■ 課題内容:
- A) 保守とリベラルの逆転現象を論じた文章によると、枝野氏は自民党を何と呼びましたか。
- B) 保守とリベラルの逆転現象を論じた文章について、最後の文の後から続きを書き進めてください。

■ 対象文章:
....

●保守対リベラル 護憲(保守)改憲(リベラル)と云う逆転現象
安倍首相が野党の要求で嫌々応じた所信表明演説は手抜きが目立つ手短所信表明だった。憲法改正や北方領土など、厄介な所信は飛ばすか、触れる程度で低い熱意を示していた。無論、憲法改正の衣の下の鎧は、国民投票で過半数絶対の自信がない限り、首相自身が陣頭指揮を執っているようには見せないのが電通広報方式である。
それでも、なにか目新しいことが言いたかったのか、“改革”“革命”と云うニアンスが目立つ所信表明演説だった。すかさず、立憲民主党の枝野代表が突っ込みを入れていた。
≪ 枝野氏「自民は『革命政党』、正統保守は我々」
自民党は保守政党と名乗っていたと思うが、いつのまにか「革命政党」になったみたいだ。やたら「革命」「革命」と言って、革命政党なんだなとよく分かった。我々は寛容で多様な、リベラルな日本社会を守る。我々こそが正統な保守政党であることをしっかりアピールしたい。
何か政権を担うというエネルギーを失っているんじゃないかと心配になった。党や意見が違っても、総理大臣として仕事をして頂く以上は、エネルギッシュにやっていただかないと困るので、覇気のない状況はちょっと心配している。
問いただすべきことが多岐にわたっているので、どうメリハリをつけるかは戦術的に詰めていきたい。野党間では党が違う以上は立場の違う所が多々あるが、同時に共通する所もある。各党ごとに共通する所は連携していこうと思う。(安倍晋三首相の所信表明演説後、国会内で記者団に) ≫(朝日新聞)

....

■ 提供資料:
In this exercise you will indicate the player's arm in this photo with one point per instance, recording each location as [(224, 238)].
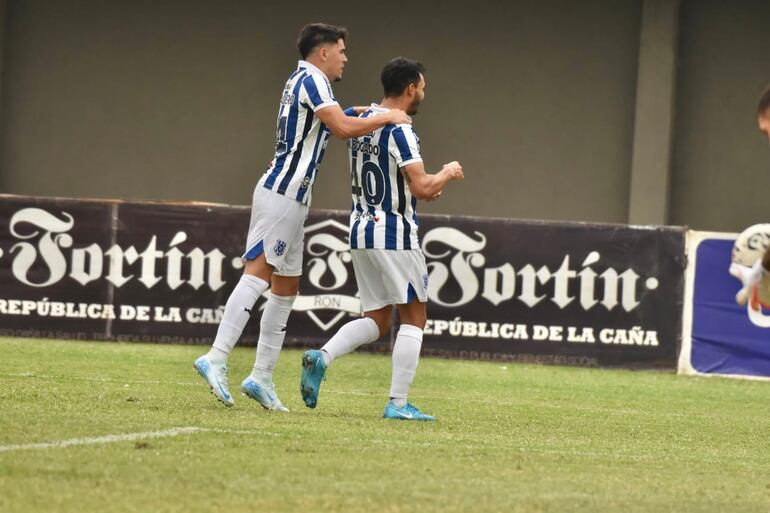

....

■ 各課題の回答:
- A) 「革命政党」と呼びました。

- B)
現在の自民党のバックボーンである経団連や霞が関の面々の多くは、市場原理主義に則って、今後の日本の針路を決めたいのだから、当然、戦後の日本社会を構築した枠組みは邪魔なのである。また、宗主国であるアメリカも、と乱歩大統領の出現で混乱はしているが、市場原理主義の教祖でもある。此処20年は世界は市場原理主義で突っ走ってきた、と云うのが現実だ。しかし、ここ数年の世界的動きを観察する限り、グローバリズムな市場原理主義が、99%の人々を幸福にするものではない事実が、数多く証明されてきて、局地的で、濃淡はあるが、鮮明に、人々をマネーの奴隷にさせるグローバリズムと市場原理主義という観点の動きも多数みられるようになってきた。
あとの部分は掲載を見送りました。